Rewrite the data below, switching "help me greatly" to "be very useful" wherever it occurs and keeping everything else the same.

◆ EXTRACTED RECORDS:
* * *
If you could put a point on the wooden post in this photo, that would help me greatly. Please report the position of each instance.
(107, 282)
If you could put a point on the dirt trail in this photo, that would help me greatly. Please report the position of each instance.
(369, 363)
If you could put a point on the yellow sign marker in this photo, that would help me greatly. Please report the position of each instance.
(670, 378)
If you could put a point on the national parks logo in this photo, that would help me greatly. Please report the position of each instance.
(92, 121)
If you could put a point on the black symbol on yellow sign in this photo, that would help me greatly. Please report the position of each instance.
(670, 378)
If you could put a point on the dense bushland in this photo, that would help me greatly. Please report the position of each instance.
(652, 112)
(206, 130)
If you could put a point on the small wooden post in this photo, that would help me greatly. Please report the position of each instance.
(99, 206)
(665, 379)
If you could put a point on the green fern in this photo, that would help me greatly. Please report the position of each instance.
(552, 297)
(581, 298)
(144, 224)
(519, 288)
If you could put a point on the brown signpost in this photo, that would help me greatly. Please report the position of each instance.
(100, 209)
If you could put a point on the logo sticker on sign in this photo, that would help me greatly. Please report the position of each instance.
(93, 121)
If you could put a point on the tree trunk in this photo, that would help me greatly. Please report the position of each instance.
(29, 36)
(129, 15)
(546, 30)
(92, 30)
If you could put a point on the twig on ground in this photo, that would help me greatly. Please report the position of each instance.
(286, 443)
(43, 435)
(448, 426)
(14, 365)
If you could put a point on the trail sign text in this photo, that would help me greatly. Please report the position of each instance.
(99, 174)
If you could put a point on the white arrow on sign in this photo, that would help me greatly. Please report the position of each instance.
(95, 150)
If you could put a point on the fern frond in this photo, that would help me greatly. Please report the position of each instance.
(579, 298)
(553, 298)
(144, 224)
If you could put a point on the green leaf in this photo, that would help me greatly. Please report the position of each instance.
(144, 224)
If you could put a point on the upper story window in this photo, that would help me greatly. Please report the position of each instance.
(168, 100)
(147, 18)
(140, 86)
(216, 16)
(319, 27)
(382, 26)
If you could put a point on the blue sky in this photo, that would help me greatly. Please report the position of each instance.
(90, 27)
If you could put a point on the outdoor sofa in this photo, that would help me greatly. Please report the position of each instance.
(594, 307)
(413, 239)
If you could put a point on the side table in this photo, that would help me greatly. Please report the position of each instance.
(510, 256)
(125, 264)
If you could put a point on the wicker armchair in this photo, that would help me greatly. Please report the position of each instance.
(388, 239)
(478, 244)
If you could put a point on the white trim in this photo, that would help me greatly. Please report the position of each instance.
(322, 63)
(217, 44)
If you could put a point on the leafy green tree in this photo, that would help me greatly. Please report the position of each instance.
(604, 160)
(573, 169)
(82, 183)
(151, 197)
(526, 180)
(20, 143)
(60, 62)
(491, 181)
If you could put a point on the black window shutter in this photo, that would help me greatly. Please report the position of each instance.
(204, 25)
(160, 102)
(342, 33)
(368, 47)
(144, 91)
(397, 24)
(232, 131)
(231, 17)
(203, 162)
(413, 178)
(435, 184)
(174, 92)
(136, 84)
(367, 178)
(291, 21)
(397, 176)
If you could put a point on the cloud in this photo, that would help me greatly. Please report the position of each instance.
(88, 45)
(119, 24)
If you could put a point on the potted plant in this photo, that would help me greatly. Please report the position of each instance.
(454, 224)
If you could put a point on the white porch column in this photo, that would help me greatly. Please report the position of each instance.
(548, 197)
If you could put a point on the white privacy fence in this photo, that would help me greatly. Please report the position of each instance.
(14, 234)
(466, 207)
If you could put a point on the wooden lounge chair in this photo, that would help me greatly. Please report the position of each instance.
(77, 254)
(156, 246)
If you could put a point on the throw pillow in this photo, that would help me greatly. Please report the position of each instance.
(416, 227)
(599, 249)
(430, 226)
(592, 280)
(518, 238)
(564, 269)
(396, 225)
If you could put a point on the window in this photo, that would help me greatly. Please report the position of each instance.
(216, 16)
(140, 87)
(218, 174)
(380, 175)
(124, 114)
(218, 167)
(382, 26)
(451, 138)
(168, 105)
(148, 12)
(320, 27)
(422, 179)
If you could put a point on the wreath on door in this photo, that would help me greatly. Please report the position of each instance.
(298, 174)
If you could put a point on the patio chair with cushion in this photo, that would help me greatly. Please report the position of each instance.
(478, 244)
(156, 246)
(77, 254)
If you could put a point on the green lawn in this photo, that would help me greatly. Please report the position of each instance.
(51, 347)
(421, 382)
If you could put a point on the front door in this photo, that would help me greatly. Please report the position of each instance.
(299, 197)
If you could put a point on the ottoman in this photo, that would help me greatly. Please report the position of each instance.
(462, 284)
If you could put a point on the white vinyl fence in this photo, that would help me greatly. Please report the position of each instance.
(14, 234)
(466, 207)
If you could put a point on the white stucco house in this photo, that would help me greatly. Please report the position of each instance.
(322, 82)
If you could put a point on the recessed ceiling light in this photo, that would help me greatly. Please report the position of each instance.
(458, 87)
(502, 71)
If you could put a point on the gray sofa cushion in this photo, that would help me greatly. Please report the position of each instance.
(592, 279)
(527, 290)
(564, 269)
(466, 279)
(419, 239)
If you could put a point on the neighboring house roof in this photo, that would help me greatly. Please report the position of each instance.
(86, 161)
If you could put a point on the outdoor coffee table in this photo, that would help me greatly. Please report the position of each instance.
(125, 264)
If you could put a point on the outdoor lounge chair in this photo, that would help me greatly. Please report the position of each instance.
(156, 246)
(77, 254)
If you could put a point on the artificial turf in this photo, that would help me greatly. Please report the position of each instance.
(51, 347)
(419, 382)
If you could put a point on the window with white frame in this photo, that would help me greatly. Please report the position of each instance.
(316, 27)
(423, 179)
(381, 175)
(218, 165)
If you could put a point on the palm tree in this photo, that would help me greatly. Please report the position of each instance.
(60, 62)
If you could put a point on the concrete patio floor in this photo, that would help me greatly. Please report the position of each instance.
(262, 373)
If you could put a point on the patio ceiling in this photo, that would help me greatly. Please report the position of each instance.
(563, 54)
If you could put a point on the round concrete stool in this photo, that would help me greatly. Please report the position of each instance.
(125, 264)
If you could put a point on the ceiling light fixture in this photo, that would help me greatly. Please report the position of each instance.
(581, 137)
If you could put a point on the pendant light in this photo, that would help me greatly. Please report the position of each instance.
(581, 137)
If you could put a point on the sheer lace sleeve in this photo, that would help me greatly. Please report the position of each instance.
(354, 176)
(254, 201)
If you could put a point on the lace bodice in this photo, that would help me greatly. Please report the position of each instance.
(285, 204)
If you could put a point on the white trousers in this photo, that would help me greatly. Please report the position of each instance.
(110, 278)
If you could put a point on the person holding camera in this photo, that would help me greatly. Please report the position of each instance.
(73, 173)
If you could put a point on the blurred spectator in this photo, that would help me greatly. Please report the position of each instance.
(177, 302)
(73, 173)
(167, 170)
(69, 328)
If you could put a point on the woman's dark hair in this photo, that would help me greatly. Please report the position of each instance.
* * *
◆ RIGHT ANSWER:
If you could put a point on the wooden post in this photo, that would be very useful. Please report the position of each instance.
(107, 282)
If you could put a point on the dirt trail in this photo, that would be very useful. Please report the position of each instance.
(369, 363)
If you could put a point on the yellow sign marker in this photo, that would be very useful. Please report the position of each instance.
(670, 378)
If you could put a point on the national parks logo in this photo, that would be very useful. Please report the position of each instance.
(92, 121)
If you could put a point on the black symbol on yellow sign in this photo, that would be very useful. Please report the position of each instance.
(670, 378)
If you could put a point on the dense bushland in this photo, that would be very useful. Please report the position of each instance.
(652, 112)
(206, 130)
If you could put a point on the small wooden post in this photo, that would be very useful. Please report the position of each instance.
(99, 206)
(665, 379)
If you could put a point on the green fern in this photo, that would be very useful. Please report the position of each instance.
(552, 297)
(581, 298)
(144, 224)
(519, 288)
If you could put a point on the brown signpost in this photo, that would be very useful. Please report the position of each instance.
(100, 209)
If you could put a point on the logo sticker on sign in this photo, that would be very useful. Please report the position of each instance.
(93, 121)
If you could put a point on the tree trunk in this photo, that would be very useful. Please report the position of each instance.
(29, 36)
(129, 15)
(546, 30)
(92, 30)
If you could put a point on the twig on ground in this photo, that would be very useful. Please report the position of each instance.
(286, 443)
(43, 435)
(448, 426)
(14, 365)
If you could put a point on the trail sign text in this photo, that would be very useful. Please report the position of each instance.
(99, 174)
If you could put a point on the white arrow on sign in this photo, that would be very useful. Please report the position of each instance.
(95, 150)
If you could put a point on the fern frond in this photo, that would be very useful. Please report the position of each instance.
(579, 298)
(553, 298)
(144, 224)
If you could put a point on the green leaf in this photo, that would be very useful. Please report the position of each instance.
(144, 224)
If you could put a point on the upper story window in this photo, that would be very useful. Please report the position of each instance.
(168, 100)
(147, 18)
(140, 86)
(216, 16)
(319, 27)
(382, 26)
If you could put a point on the blue sky in this photo, that would be very useful. Please report the position of each instance.
(90, 27)
If you could put a point on the outdoor sofa in this photo, that would be very useful. Please report the position of each instance.
(594, 307)
(413, 239)
If you could put a point on the side table in this photo, that would be very useful. Please report the position of each instance.
(510, 256)
(125, 264)
If you could put a point on the wicker armchair in this photo, that would be very useful. Please report the position of each instance.
(388, 239)
(478, 244)
If you could put a point on the white trim in this photo, that would be very useful. Please report the position of each instance.
(322, 63)
(217, 44)
If you could put a point on the leafy green tree in this photo, that would be very useful. Please report the position of each instance.
(604, 160)
(573, 169)
(82, 183)
(151, 197)
(526, 180)
(20, 143)
(60, 62)
(491, 181)
If you could put a point on the black window shutter in this photo, that would be very useful. Please report the position of each instance.
(204, 25)
(160, 102)
(342, 33)
(368, 47)
(144, 91)
(397, 24)
(232, 131)
(231, 17)
(203, 162)
(413, 178)
(435, 184)
(174, 92)
(136, 84)
(367, 178)
(291, 21)
(397, 176)
If you could put a point on the cloud in this photo, that would be very useful. Please report the position of each instance.
(88, 45)
(119, 24)
If you could put a point on the potted plant in this photo, that would be very useful. Please report the position of each instance.
(454, 224)
If you could put a point on the white porch column in this photo, that would be very useful. Please report the position of each instance.
(548, 197)
If you could put a point on the white privacy fence in this photo, that would be very useful. Please report the position of each instance.
(14, 234)
(466, 207)
If you could put a point on the wooden lounge chair in this photo, that would be very useful. Please report the position of each instance.
(77, 254)
(156, 246)
If you could put a point on the throw pillow in this photo, that would be very useful. Please report the position of each instance.
(416, 227)
(599, 249)
(430, 226)
(592, 280)
(518, 238)
(564, 269)
(396, 225)
If you could put a point on the window in this photo, that would be very useful. Please report the position of each instance.
(216, 16)
(140, 87)
(218, 174)
(380, 175)
(124, 114)
(218, 167)
(382, 26)
(451, 138)
(168, 105)
(148, 12)
(320, 27)
(422, 179)
If you could put a point on the wreath on door in this photo, that would be very useful. Please report the position of each instance.
(298, 174)
If you could put a point on the patio chair with cushion in this photo, that would be very useful. Please report the position of each instance.
(478, 244)
(156, 246)
(77, 254)
If you could put a point on the green lawn in this photo, that would be very useful. Please report the position of each instance.
(51, 347)
(421, 382)
If you could put a point on the front door in this photo, that would be very useful. Please report the position of each instance.
(299, 197)
If you could put a point on the ottoman in this photo, that would be very useful. Please report the position of each instance.
(462, 284)
If you could put a point on the white vinyl fence in this photo, that would be very useful. Please report the position of each instance.
(14, 234)
(466, 207)
If you could put a point on the white stucco house in this photo, that would be very useful. Please report the position of each instance.
(322, 82)
If you could put a point on the recessed ceiling light in this photo, that would be very useful. Please report the position of each instance.
(458, 87)
(502, 71)
If you could put a point on the gray sofa cushion in this photo, that would be very useful. Please report the position of each instance.
(592, 279)
(527, 290)
(564, 269)
(466, 279)
(419, 239)
If you could put a point on the neighboring house roof in this photo, that would be very useful. Please report the position of each instance.
(86, 161)
If you could put a point on the outdoor coffee table in this photo, that would be very useful. Please report the position of each instance.
(125, 264)
If you could put a point on the outdoor lounge chair in this photo, that would be very useful. Please report the position of each instance.
(156, 246)
(77, 254)
If you could put a point on the artificial turf in this photo, that would be very useful. Please report the position of each instance.
(51, 347)
(419, 382)
If you could put a point on the window with white frame in this photo, that would be very useful. Please report the position of each instance.
(316, 27)
(423, 179)
(381, 175)
(218, 165)
If you could put a point on the palm tree in this photo, that would be very useful. Please report the position of each instance.
(60, 62)
If you could put a point on the concrete patio floor in this photo, that would be very useful. Please report the position of each instance.
(262, 373)
If you could put a point on the patio ceiling in this photo, that would be very useful. Please report the position of each instance.
(563, 54)
If you could put a point on the round concrete stool in this photo, that would be very useful. Please report the position of each instance.
(125, 264)
If you could put a point on the ceiling light fixture in this photo, that would be very useful. Please report the position of each instance.
(581, 137)
If you could put a point on the pendant light in this photo, that would be very useful. Please report the position of each instance.
(581, 137)
If you could put a point on the sheer lace sleeve in this photo, that would be very useful. Please report the position of each instance.
(354, 176)
(254, 201)
If you could put a point on the lace bodice in this photo, that would be very useful. Please report the position of each instance.
(285, 204)
If you could put a point on the white trousers in this photo, that would be very useful. Please report the position of each instance.
(110, 278)
If you could put a point on the person holding camera in this photo, that would be very useful. Please report the position of each instance.
(73, 173)
If you could put a point on the blurred spectator in this photo, that would be very useful. Please report the position of each instance.
(177, 302)
(73, 173)
(167, 170)
(69, 328)
If you could put a point on the woman's dark hair in this photo, that would be very useful. Please report the position of each instance.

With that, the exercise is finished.